How to use Nokogiri's noblanks

I have an XML document:
<?xml version="1.0"?>
<installation id="ayfw-a">
</installation>
I am adding a child node to this document like this:
data = Nokogiri::XML(IO.read('file')) { |doc| doc.noblanks }
new_record = Nokogiri::XML::Node.new('tag', data)
data.root.add_child(new_record)
File.open('file', 'w') { |dh_file| dh_file.write(data.to_xml(:indent => 4)) }
With this code I get this inside my file:
<?xml version="1.0"?>
<installation id="ayfw-a">
<tag/></installation>
Here the noblanks does not work.
However, if before inserting the new node my file already has a child node, noblanks works fine:
Before inserting new node:
<?xml version="1.0"?>
<installation id="ayfw-a">
<!---->
</installation>
After inserting new node:
<?xml version="1.0"?>
<installation id="ayfw-a">
<!---->
<tag/>
</installation>
So, it looks like noblanks works only if it already sees the "pattern". Is there any way I can correctly indent my XML if it does not have any children yet?
════
* [Task prompt]
Repeat the Nokogiri question, everything from "How to use Nokogiri's" down to "data.root.add_child(new_record)", and swap each "new_record" for "child_node".

Named object pointing records
════
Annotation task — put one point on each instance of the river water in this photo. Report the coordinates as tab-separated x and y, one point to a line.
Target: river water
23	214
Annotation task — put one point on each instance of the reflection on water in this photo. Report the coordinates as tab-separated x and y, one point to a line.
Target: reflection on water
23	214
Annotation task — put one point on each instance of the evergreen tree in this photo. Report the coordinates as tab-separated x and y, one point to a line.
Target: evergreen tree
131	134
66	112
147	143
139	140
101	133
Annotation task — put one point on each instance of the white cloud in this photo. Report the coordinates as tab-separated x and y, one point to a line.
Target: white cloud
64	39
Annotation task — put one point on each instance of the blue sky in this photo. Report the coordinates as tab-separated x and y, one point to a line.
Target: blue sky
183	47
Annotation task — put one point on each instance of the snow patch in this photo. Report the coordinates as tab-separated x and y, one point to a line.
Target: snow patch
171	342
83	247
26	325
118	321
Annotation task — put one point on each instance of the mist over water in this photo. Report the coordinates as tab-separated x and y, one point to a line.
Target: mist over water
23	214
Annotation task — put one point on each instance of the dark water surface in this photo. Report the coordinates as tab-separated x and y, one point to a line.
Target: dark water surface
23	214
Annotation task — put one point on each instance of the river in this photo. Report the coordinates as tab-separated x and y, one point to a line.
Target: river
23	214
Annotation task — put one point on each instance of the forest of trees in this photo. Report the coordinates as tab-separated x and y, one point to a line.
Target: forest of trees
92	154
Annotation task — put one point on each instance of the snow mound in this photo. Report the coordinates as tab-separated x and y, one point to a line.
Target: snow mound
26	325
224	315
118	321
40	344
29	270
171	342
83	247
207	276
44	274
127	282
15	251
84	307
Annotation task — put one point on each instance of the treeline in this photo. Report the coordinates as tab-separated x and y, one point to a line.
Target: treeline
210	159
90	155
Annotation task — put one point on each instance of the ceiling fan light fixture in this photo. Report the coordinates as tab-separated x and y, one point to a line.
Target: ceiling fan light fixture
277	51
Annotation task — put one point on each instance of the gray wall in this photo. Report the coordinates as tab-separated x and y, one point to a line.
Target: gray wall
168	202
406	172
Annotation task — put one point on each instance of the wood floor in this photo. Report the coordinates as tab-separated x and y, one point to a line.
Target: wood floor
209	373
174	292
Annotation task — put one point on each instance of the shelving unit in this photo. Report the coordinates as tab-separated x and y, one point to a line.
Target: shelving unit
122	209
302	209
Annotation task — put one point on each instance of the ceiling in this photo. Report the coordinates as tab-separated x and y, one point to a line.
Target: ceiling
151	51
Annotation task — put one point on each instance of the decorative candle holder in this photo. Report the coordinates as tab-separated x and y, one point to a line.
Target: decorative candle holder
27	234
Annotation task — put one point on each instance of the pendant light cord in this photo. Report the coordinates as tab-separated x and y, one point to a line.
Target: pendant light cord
════
* [Worked solution]
How to use Nokogiri's noblanks

I have an XML document:
<?xml version="1.0"?>
<installation id="ayfw-a">
</installation>
I am adding a child node to this document like this:
data = Nokogiri::XML(IO.read('file')) { |doc| doc.noblanks }
child_node = Nokogiri::XML::Node.new('tag', data)
data.root.add_child(child_node)